Exact copies are required of the lines from the line containing "Target: white corner trim" through the final line of the listing, both included, and of no other lines.

── ENTRIES PROVIDED ──

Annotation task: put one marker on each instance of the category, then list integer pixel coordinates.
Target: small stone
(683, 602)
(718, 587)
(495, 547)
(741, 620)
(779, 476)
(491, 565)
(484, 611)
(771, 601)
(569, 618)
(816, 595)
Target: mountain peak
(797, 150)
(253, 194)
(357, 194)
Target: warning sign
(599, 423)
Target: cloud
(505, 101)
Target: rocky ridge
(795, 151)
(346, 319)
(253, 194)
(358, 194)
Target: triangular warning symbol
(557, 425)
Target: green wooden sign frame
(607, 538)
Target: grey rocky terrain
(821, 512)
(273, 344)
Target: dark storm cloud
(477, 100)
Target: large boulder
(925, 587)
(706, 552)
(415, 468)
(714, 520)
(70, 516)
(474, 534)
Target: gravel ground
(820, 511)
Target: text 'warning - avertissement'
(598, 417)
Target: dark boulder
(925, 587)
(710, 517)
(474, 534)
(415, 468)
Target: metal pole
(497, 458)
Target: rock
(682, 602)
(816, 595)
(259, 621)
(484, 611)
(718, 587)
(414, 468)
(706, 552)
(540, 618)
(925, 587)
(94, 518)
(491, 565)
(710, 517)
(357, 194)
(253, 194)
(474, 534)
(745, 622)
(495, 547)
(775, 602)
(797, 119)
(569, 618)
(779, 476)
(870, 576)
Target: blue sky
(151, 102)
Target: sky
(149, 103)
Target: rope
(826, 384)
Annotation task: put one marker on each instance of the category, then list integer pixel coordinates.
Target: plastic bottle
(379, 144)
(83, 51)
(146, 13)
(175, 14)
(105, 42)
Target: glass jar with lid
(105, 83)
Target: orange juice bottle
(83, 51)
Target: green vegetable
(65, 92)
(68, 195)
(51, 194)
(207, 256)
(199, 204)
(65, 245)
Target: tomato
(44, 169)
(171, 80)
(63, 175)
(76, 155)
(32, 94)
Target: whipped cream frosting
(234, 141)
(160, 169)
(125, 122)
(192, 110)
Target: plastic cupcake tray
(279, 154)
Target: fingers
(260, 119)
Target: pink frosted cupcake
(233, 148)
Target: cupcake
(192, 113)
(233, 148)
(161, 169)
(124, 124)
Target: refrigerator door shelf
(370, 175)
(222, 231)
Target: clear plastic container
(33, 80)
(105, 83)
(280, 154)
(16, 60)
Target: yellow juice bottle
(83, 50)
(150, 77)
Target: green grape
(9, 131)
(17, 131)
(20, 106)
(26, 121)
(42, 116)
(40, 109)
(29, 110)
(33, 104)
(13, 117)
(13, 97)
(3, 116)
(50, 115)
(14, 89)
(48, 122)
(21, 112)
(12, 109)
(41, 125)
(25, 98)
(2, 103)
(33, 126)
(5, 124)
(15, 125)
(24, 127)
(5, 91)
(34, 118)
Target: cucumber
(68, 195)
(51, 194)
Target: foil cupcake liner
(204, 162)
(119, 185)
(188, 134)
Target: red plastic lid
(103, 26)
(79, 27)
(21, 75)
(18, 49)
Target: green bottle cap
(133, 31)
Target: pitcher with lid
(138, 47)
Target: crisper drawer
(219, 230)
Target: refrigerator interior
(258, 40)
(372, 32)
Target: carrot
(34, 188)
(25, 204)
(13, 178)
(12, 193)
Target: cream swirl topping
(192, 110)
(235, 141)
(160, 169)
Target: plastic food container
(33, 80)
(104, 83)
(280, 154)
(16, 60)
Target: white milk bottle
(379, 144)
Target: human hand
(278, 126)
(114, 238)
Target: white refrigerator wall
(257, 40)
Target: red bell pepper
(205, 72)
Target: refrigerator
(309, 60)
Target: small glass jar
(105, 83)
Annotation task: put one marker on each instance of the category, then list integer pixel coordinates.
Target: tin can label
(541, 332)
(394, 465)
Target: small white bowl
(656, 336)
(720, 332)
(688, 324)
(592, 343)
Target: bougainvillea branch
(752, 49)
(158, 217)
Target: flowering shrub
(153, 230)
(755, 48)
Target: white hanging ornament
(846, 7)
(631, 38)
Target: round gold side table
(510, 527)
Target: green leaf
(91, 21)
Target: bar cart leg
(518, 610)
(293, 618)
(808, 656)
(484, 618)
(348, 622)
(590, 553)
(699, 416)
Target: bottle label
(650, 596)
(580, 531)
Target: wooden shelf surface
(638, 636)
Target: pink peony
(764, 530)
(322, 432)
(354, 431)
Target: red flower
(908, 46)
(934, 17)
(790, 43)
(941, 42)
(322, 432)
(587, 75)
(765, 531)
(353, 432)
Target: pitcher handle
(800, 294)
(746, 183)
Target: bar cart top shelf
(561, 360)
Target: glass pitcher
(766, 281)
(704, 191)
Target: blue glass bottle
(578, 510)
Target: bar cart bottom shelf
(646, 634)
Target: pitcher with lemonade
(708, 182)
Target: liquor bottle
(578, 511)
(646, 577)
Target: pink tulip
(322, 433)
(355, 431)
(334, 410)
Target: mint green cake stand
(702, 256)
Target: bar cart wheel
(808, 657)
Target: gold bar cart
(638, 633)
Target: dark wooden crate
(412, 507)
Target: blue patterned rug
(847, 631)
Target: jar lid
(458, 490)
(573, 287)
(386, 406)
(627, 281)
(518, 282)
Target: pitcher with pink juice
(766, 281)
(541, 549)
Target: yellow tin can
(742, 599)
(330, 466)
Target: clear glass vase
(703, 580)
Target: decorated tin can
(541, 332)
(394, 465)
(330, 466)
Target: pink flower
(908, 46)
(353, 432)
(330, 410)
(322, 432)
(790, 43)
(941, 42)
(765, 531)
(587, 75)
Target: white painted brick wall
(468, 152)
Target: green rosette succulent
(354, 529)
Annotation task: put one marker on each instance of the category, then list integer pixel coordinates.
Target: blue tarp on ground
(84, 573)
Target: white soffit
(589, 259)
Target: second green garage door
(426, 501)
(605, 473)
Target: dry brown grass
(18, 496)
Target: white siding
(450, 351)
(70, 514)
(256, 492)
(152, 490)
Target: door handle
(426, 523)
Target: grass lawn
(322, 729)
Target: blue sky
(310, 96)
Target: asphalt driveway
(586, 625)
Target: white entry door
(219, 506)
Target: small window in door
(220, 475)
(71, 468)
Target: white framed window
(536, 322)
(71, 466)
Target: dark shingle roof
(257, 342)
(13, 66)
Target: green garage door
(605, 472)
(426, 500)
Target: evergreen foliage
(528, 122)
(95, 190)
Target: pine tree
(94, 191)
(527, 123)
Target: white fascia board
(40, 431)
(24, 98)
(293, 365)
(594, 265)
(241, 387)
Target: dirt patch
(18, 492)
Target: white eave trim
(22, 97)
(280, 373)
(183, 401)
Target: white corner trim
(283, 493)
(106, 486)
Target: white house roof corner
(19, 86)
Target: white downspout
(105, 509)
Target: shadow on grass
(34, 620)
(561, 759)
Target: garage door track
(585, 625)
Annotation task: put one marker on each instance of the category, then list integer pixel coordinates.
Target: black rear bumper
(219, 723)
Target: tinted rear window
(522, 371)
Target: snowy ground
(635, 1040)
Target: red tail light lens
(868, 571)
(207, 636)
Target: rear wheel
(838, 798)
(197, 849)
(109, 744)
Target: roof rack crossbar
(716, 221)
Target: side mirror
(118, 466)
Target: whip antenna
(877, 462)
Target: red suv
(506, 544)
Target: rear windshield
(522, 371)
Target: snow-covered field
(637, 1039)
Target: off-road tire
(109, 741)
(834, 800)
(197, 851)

───

◆ SOLUTION TO THE EXERCISE ◆
Target: white corner trim
(283, 493)
(106, 486)
Target: white house roof corner
(19, 86)
Target: white downspout
(105, 509)
Target: shadow on grass
(34, 620)
(561, 759)
Target: garage door track
(585, 625)
Annotation task: put one marker on each instance of the category, then list integer pixel coordinates.
Target: black rear bumper
(219, 723)
Target: tinted rear window
(522, 371)
Target: snowy ground
(635, 1040)
Target: red tail light lens
(868, 571)
(207, 636)
Target: rear wheel
(838, 798)
(197, 849)
(109, 744)
Target: roof rack crossbar
(716, 221)
Target: side mirror
(118, 466)
Target: whip antenna
(877, 462)
Target: red suv
(506, 544)
Target: rear windshield
(522, 371)
Target: snow-covered field
(637, 1039)
Target: off-road tire
(109, 741)
(834, 800)
(197, 851)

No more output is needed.